**Goal of the exercise**
Output the listing below verbatim, without images.

**Provided entries**

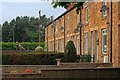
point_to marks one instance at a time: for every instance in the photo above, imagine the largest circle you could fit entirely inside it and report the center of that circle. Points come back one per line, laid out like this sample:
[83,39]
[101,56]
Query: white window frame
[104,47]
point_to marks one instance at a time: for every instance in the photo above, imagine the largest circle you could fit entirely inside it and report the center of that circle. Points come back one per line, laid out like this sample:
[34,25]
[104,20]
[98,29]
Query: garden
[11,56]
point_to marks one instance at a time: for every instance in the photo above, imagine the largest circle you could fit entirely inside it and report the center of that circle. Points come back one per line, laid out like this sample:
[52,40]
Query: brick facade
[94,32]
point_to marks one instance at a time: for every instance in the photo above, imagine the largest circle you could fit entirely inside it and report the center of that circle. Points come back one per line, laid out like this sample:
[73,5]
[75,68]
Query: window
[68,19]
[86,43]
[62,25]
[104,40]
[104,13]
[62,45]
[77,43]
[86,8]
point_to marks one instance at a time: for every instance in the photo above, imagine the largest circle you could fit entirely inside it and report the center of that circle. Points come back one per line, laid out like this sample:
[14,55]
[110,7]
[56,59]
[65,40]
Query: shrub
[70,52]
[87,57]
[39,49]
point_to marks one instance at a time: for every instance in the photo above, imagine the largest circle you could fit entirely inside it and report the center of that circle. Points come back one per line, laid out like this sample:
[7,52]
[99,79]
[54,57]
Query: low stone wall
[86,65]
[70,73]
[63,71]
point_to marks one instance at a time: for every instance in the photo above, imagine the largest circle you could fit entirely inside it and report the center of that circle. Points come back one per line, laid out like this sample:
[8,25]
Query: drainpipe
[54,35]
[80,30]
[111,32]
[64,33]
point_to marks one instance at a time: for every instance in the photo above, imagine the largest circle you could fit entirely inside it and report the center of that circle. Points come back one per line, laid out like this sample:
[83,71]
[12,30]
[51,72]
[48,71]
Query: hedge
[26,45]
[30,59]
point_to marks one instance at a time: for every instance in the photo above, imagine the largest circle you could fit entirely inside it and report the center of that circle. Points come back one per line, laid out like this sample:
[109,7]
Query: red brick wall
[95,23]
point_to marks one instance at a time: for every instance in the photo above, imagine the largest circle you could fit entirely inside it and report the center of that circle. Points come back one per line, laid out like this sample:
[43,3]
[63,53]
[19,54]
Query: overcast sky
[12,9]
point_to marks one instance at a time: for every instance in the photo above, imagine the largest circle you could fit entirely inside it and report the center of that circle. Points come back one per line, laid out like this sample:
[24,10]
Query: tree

**Answer to the exercise**
point_to marks one instance at a time: for every instance in the photo above, imagine the largest circle you could fit entirely inside it and report the center of that circle. Points come back one per line, laid out like this sample:
[83,39]
[101,56]
Query: white window frame
[104,47]
point_to marks one instance at a time: for every instance in the photo above, imagine the largest circle you could fit entirely inside it and report the center of that circle. Points come back one per line, laid out like this sample:
[34,25]
[104,20]
[98,29]
Query: garden
[11,56]
point_to marks one instance at a time: for every instance in the photo above, imagine the largest circle you could fit entirely inside it and report the center of that circle. Points come back one per line, laid out like this sample:
[52,40]
Query: brick facade
[94,32]
point_to marks one instance at a time: for every instance in the photo above, imagine the largest circle you could fit entirely inside it and report the center of that circle. Points come back one per line, laid out like this sample:
[73,5]
[75,68]
Query: window
[68,19]
[86,43]
[62,25]
[104,40]
[104,13]
[62,45]
[77,43]
[86,8]
point_to marks one instance at a time: for every instance in the photo above, imagine the largest circle you could fit entirely inside it and report the center of that circle. Points come back one per line, laid out like this sample:
[14,55]
[110,7]
[56,59]
[65,40]
Query: shrub
[70,52]
[87,57]
[39,49]
point_to marks one instance at a time: for every instance in the photo above, imagine the largest circle you could fit entirely inside it and report the center of that circle. Points come back one per line, laid out like this sample:
[7,52]
[99,79]
[54,57]
Query: low stone wall
[86,65]
[70,73]
[63,71]
point_to marks one instance at a time: for every instance in the photo above, imagine the largest circle you could fit entirely inside it and report the center of that circle. Points come back one per line, laid out like this sample:
[8,25]
Query: drainpipe
[54,35]
[80,30]
[111,32]
[64,33]
point_to marks one instance at a time: for every instance in the photo above, imagine the largest circle you could fit entirely inside it and report the center of that circle. Points come back one per line, laid out like this sample:
[83,71]
[12,30]
[51,72]
[48,71]
Query: hedge
[26,45]
[30,59]
point_to marks one instance at a time: for every instance in the photo above, imagine the largest circle you could fit entirely inside it and report the center of that circle. Points come back one per line, laid out like this sample:
[109,7]
Query: red brick wall
[95,23]
point_to marks one instance at a time: for every instance in the photo above, imagine the largest circle you could fit entirely inside it and report the center of that circle. Points come back one per line, laid out like this sample:
[43,3]
[63,53]
[19,54]
Query: overcast sky
[12,9]
point_to marks one instance at a time: for every instance in the photo above, imagine the largest circle you could fit entirely inside it and report the center of that circle. Points come back one per line, laid out like this sample:
[24,10]
Query: tree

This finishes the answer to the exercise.